| INFORMATION PROVIDED |

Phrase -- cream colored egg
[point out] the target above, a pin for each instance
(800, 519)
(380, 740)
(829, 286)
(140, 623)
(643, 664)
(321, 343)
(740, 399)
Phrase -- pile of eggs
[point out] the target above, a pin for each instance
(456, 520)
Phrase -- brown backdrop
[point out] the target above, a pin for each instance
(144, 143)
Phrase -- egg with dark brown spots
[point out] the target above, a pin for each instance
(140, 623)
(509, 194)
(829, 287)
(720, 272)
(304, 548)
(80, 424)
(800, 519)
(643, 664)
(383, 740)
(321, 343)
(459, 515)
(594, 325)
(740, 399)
* * *
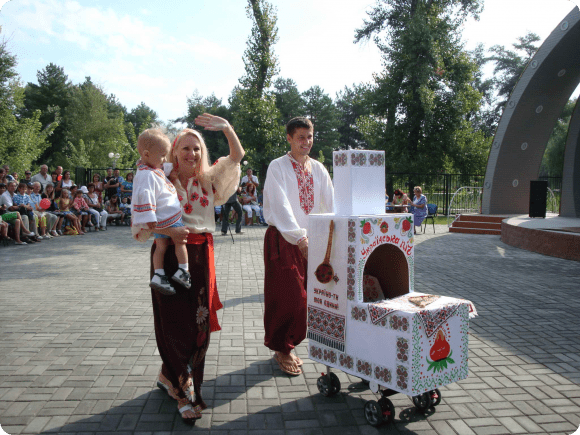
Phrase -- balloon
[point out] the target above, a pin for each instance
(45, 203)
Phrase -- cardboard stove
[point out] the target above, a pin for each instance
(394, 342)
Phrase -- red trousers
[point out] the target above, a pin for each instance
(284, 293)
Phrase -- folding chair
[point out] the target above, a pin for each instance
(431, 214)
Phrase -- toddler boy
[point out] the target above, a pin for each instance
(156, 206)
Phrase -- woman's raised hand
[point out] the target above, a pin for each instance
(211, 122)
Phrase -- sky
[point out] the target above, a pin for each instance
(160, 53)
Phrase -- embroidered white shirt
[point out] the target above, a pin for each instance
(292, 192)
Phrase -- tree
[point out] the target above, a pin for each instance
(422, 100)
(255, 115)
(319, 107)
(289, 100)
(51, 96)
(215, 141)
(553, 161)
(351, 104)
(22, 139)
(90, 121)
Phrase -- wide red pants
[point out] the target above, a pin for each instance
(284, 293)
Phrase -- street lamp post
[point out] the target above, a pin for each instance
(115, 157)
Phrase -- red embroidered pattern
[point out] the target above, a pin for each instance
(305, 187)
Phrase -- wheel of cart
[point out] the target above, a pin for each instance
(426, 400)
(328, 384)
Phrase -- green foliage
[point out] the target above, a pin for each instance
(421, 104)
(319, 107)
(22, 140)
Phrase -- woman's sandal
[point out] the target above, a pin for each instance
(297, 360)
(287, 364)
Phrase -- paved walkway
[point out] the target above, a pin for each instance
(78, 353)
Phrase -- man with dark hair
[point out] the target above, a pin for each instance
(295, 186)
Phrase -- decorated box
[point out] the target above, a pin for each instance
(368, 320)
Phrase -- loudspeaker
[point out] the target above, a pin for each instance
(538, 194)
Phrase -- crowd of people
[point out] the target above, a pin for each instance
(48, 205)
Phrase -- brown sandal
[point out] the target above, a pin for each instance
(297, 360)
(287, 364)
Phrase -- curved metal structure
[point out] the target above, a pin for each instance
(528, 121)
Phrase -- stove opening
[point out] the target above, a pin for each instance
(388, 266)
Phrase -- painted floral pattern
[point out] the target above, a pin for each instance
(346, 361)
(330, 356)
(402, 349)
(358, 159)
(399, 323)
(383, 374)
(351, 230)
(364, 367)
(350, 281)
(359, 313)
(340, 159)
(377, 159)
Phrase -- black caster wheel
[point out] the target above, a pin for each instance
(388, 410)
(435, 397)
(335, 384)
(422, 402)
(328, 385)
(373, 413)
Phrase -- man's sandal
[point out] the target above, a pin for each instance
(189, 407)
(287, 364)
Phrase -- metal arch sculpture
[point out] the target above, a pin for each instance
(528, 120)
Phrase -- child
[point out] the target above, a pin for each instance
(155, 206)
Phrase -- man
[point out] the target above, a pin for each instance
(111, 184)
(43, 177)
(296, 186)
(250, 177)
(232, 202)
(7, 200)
* * *
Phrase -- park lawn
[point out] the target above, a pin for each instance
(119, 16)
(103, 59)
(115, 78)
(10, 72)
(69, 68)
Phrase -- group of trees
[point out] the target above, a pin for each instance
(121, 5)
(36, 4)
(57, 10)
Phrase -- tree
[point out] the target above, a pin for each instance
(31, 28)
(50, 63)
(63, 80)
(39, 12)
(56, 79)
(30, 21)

| INSTRUCTIONS FOR THE TASK |
Which lines of the data above contain the string "wheel"? Show each of them in full, matching case exactly.

| SOLUTION |
Phrase -- wheel of cart
Phrase -- black caster wheel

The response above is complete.